— Start —

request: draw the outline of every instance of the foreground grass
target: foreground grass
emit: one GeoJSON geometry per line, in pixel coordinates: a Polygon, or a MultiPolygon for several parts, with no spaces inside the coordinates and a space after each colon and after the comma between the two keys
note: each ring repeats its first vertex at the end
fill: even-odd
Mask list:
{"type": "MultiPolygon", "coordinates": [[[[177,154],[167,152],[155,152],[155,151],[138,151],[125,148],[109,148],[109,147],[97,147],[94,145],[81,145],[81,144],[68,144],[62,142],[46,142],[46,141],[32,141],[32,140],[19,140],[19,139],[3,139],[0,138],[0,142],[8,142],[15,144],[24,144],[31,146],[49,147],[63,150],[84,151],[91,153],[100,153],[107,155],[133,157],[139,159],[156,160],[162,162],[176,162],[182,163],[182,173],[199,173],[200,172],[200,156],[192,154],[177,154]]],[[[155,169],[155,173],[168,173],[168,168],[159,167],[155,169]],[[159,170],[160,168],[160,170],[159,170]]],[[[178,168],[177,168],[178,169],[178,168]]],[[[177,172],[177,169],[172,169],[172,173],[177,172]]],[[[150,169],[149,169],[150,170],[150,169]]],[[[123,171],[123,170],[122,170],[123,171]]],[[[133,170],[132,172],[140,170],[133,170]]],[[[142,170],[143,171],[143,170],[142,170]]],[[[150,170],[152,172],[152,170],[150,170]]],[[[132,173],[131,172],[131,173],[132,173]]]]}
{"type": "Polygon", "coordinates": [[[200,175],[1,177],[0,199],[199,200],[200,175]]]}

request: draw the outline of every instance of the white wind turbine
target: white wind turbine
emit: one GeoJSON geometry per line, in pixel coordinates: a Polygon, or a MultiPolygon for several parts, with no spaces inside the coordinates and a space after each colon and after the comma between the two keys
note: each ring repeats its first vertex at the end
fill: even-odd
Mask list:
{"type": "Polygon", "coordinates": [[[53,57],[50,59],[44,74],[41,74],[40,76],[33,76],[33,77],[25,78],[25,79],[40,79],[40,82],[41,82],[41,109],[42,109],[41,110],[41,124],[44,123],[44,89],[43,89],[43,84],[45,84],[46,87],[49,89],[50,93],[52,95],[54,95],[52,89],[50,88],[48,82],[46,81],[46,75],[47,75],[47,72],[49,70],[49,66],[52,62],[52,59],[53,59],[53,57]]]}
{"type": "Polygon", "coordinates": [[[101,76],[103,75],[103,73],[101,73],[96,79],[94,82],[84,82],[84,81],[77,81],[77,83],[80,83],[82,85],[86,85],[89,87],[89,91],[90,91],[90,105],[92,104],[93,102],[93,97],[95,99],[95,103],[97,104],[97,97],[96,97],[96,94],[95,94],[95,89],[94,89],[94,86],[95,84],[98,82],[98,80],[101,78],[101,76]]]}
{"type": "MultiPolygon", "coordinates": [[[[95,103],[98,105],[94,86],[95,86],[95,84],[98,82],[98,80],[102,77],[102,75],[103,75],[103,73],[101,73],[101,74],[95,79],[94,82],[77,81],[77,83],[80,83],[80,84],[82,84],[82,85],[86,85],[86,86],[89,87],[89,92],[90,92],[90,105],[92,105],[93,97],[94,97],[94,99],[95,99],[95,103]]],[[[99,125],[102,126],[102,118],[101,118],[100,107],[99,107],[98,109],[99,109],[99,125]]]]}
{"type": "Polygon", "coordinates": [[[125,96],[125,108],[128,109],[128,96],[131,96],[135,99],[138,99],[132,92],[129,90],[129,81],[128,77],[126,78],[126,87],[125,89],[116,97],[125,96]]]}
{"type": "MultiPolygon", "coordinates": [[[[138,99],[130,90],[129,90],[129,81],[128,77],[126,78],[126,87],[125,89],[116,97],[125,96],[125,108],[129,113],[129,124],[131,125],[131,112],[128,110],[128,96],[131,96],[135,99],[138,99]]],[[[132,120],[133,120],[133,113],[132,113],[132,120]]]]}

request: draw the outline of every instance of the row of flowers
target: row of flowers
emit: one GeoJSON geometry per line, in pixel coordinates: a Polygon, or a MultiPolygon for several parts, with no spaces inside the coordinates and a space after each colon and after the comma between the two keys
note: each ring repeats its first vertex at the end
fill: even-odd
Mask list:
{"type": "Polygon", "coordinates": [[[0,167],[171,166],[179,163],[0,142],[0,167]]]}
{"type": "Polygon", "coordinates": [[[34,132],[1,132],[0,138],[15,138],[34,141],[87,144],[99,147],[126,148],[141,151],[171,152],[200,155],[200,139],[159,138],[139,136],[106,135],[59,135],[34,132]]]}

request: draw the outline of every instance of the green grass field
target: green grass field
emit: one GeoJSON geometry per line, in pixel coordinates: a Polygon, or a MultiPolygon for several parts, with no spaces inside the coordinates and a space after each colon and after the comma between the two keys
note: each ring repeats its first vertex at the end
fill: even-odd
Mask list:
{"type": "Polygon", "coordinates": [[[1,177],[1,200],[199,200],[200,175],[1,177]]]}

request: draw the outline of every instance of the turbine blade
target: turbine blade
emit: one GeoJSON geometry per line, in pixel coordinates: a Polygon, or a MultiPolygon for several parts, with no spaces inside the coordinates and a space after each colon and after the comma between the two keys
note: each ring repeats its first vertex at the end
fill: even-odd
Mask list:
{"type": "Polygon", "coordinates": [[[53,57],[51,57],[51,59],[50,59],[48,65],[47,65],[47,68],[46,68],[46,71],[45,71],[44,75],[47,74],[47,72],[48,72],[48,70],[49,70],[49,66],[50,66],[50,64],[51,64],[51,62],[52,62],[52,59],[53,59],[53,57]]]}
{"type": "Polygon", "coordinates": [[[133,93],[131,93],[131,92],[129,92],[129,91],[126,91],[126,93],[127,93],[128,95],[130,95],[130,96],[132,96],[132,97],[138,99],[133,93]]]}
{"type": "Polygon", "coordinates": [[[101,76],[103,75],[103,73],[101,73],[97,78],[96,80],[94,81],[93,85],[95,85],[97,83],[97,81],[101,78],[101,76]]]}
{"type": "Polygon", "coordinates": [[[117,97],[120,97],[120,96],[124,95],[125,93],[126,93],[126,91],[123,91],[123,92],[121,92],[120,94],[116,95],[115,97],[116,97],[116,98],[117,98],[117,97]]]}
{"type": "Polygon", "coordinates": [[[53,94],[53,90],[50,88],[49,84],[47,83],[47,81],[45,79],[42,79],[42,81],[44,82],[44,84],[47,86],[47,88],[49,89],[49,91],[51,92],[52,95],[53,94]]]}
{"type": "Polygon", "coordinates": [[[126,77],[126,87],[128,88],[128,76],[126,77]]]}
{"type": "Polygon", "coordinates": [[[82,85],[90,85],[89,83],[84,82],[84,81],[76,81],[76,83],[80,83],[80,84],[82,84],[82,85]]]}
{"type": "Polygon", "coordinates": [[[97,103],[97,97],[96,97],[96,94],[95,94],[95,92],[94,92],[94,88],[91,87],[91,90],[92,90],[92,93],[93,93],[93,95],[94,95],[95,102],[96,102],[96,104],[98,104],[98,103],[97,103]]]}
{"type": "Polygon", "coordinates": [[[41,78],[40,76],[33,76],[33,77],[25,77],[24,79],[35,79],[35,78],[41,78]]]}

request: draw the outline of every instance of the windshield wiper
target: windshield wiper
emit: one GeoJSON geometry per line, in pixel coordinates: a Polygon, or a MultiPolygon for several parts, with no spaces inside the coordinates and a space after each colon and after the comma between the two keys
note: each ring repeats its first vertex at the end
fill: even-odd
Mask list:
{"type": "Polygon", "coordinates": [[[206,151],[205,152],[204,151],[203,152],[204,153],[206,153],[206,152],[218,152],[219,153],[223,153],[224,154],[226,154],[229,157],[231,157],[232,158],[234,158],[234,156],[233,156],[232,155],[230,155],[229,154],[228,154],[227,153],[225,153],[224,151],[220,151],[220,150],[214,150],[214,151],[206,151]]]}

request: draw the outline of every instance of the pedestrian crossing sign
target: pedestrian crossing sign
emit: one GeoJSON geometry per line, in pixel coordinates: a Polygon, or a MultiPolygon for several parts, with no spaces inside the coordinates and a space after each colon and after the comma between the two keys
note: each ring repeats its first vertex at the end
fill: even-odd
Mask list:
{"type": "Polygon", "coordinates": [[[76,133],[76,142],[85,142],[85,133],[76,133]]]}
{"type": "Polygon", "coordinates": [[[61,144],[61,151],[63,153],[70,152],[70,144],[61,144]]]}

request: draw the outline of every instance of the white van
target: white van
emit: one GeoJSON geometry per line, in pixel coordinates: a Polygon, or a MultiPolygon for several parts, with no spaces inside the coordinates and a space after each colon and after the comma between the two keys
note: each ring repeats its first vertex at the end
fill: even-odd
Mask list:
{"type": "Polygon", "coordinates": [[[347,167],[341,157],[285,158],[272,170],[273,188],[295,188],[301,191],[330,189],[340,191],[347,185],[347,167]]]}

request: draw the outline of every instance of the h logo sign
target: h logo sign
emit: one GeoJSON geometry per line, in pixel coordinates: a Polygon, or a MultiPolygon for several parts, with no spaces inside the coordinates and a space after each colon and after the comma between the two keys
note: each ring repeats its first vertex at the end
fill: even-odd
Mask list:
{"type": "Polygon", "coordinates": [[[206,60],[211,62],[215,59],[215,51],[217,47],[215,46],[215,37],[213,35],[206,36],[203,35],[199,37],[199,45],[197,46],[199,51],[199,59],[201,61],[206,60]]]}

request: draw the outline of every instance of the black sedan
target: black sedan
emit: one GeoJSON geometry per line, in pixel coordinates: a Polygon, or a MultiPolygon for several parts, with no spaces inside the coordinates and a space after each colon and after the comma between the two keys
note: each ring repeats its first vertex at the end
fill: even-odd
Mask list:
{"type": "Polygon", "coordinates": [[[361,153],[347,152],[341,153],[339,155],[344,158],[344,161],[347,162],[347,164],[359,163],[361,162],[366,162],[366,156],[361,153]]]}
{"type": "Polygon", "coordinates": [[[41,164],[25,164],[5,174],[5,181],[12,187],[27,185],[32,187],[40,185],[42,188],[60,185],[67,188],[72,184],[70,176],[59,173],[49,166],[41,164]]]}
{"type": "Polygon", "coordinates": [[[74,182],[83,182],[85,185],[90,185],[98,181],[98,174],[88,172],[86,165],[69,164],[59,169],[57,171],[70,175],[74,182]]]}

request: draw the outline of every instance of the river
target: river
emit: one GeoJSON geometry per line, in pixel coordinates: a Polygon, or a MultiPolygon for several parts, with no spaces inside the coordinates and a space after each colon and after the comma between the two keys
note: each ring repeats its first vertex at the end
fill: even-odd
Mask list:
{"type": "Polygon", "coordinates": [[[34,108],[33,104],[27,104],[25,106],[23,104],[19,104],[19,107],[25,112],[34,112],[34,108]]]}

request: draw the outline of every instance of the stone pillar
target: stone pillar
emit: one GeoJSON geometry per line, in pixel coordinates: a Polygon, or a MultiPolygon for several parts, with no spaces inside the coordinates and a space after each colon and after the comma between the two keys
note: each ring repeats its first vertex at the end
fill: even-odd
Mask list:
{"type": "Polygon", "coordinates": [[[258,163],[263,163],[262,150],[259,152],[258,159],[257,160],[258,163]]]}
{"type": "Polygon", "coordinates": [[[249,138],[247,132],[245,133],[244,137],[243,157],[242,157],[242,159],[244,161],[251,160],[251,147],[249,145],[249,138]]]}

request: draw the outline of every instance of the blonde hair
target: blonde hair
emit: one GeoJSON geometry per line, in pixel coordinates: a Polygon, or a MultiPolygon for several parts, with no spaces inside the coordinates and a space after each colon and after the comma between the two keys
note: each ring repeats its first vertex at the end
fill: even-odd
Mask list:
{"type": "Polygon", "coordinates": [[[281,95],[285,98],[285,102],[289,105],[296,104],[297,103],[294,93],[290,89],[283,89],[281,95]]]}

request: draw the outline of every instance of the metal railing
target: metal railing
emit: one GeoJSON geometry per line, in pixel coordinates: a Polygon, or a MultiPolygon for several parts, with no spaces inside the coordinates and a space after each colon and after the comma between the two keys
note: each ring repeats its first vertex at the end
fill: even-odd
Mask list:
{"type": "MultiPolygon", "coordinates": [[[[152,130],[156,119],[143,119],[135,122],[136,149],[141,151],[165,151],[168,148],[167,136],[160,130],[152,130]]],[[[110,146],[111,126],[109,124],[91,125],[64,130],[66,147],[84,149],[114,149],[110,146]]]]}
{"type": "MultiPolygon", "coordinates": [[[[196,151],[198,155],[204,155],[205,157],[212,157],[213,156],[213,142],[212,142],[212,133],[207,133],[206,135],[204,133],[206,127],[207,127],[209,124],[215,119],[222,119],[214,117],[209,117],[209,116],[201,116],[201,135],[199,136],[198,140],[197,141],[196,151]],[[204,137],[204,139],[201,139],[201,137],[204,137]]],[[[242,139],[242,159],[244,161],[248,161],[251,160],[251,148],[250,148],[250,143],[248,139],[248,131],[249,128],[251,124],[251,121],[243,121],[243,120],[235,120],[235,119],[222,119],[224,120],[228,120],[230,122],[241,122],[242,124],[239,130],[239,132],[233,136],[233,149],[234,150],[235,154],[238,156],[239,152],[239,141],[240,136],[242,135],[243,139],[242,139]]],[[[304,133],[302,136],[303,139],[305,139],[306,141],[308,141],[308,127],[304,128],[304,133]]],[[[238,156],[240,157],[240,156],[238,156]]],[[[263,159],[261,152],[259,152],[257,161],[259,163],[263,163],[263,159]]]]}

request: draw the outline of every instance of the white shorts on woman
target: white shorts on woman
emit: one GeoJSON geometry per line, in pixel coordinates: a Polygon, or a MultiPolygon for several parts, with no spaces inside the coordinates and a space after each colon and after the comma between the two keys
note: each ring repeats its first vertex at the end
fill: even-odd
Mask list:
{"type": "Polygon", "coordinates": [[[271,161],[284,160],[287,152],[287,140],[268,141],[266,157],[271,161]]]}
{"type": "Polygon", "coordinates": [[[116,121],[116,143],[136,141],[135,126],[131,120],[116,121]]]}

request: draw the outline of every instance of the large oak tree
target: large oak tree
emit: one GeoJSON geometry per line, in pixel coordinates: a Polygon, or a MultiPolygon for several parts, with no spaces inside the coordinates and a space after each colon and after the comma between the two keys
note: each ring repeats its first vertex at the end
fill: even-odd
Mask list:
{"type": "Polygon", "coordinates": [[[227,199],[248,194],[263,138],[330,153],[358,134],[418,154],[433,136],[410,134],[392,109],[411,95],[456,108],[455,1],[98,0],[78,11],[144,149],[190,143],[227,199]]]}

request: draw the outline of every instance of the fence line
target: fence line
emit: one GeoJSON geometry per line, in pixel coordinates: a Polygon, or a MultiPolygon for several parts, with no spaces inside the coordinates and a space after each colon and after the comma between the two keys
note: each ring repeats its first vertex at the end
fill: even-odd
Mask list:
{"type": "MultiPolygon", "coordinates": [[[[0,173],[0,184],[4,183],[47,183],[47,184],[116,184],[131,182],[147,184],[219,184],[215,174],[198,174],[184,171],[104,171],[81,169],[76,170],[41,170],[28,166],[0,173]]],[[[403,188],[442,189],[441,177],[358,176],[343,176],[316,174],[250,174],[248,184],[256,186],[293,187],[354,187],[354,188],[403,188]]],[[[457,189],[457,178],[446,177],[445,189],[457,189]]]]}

— End —

### TASK REQUIREMENTS
Pick out every line of the rows above that contains the word "green", and copy each one in full.

### COMPLETE RESPONSE
request: draw the outline of every instance of the green grass field
target: green grass field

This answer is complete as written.